What is needed →
Nothing but the lines from the one with "Consider the photo above. For every instance of the girl in" through the end of the material should be retyped, word for word and without pictures.

Data listing →
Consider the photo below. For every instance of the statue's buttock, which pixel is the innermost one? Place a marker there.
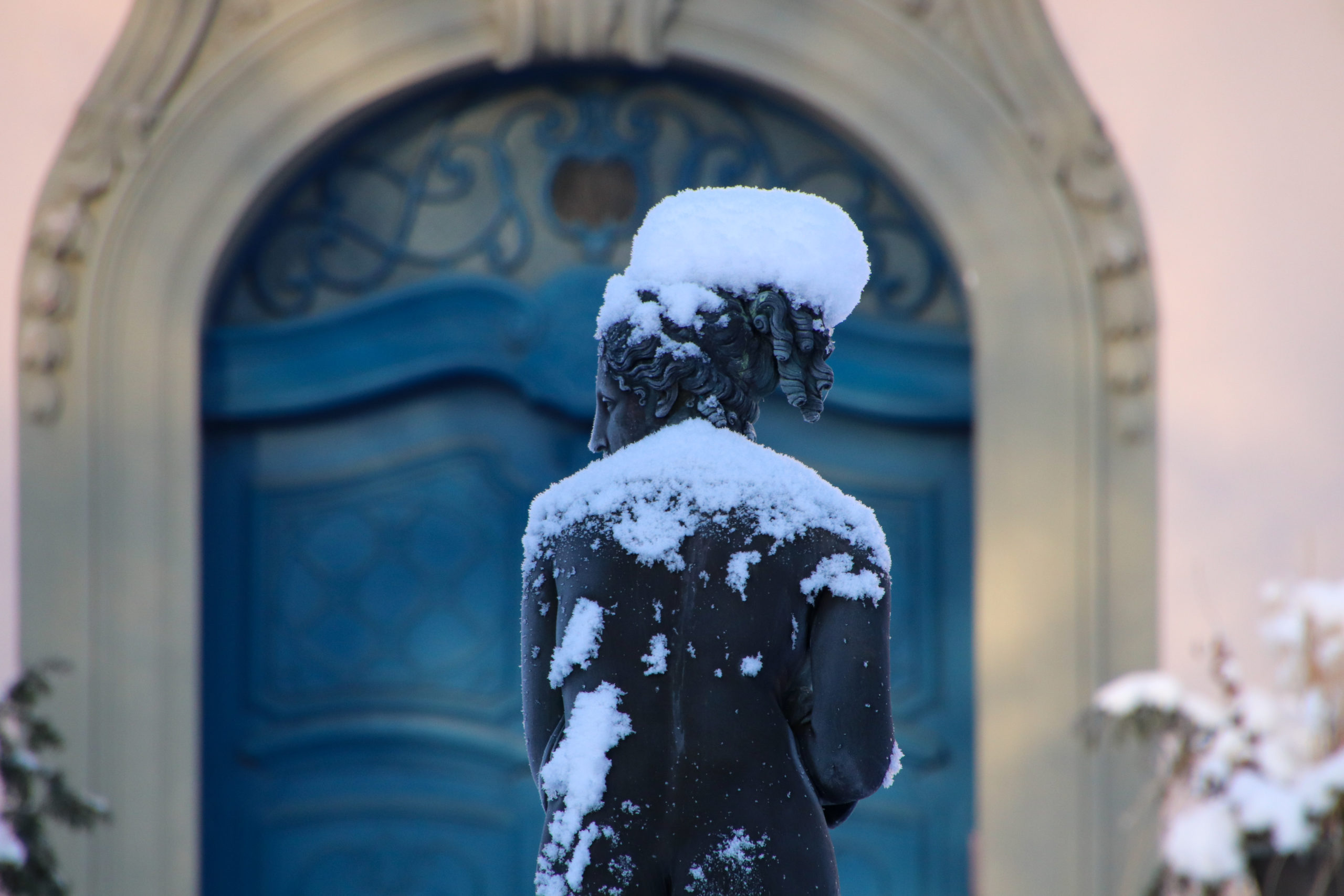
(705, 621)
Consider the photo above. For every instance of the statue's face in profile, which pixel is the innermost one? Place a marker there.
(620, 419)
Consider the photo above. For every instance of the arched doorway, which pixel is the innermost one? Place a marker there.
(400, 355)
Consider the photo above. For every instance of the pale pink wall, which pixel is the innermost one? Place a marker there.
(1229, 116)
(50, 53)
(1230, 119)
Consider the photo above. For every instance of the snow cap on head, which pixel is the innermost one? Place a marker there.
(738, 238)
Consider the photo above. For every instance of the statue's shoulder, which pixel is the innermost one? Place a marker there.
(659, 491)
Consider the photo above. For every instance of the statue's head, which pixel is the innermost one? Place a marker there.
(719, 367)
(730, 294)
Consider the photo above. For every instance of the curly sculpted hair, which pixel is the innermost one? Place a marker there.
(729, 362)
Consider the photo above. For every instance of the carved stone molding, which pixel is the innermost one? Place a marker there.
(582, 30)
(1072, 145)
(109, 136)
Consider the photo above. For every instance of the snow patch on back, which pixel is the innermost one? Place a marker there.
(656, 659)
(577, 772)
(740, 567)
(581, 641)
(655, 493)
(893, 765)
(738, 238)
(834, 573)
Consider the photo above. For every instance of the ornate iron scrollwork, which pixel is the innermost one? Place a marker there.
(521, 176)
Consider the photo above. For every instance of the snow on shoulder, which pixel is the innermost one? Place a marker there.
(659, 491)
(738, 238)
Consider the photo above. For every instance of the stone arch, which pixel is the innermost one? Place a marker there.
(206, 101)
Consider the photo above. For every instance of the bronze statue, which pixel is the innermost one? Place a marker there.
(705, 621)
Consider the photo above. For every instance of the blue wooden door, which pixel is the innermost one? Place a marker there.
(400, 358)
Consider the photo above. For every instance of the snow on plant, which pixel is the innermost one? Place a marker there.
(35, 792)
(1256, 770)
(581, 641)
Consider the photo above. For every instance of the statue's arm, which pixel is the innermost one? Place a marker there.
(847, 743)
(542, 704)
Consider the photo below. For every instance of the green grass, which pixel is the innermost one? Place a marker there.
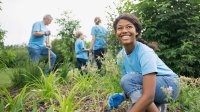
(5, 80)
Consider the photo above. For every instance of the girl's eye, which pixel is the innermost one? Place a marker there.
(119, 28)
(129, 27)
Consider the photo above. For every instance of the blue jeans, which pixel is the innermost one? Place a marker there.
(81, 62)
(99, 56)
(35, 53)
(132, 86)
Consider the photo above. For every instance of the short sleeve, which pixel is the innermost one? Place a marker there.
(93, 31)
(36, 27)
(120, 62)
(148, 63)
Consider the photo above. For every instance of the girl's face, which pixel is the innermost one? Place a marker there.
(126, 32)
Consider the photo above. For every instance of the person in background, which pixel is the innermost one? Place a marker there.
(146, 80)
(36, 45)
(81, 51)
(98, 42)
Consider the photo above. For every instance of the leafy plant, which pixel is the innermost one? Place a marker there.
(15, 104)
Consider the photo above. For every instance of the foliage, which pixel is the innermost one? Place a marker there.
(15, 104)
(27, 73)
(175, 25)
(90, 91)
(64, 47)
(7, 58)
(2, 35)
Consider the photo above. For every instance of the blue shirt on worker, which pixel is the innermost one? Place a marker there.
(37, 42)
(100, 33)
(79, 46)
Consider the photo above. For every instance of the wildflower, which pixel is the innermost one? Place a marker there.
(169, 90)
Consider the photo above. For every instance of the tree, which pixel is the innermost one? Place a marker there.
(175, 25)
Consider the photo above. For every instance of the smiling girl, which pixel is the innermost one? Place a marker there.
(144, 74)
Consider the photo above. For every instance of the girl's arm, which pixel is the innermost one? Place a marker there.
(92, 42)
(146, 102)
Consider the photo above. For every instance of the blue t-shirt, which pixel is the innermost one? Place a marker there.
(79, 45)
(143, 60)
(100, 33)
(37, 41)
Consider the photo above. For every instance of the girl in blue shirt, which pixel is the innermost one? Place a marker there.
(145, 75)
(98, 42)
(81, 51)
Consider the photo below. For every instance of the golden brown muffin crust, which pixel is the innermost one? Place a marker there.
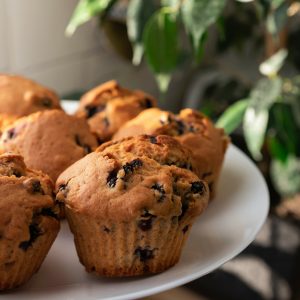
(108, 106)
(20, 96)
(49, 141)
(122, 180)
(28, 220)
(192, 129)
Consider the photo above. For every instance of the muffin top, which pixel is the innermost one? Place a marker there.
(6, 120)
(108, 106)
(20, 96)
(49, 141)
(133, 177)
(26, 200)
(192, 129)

Answer below →
Consider the photo above. For every instance of the girl in blue shirt, which pixel is the innermost one? Place a marker there.
(145, 75)
(98, 42)
(81, 51)
Consider the photo below. For every instance of the golden brown muffin crust, which pixel is the innermost one? Place a marker there.
(108, 106)
(20, 96)
(49, 141)
(122, 180)
(28, 220)
(192, 129)
Consider the photo above. For every instance of the muffin top, which pixel is the innermost one? Place a marker there.
(6, 120)
(108, 106)
(20, 96)
(49, 141)
(133, 177)
(26, 200)
(192, 129)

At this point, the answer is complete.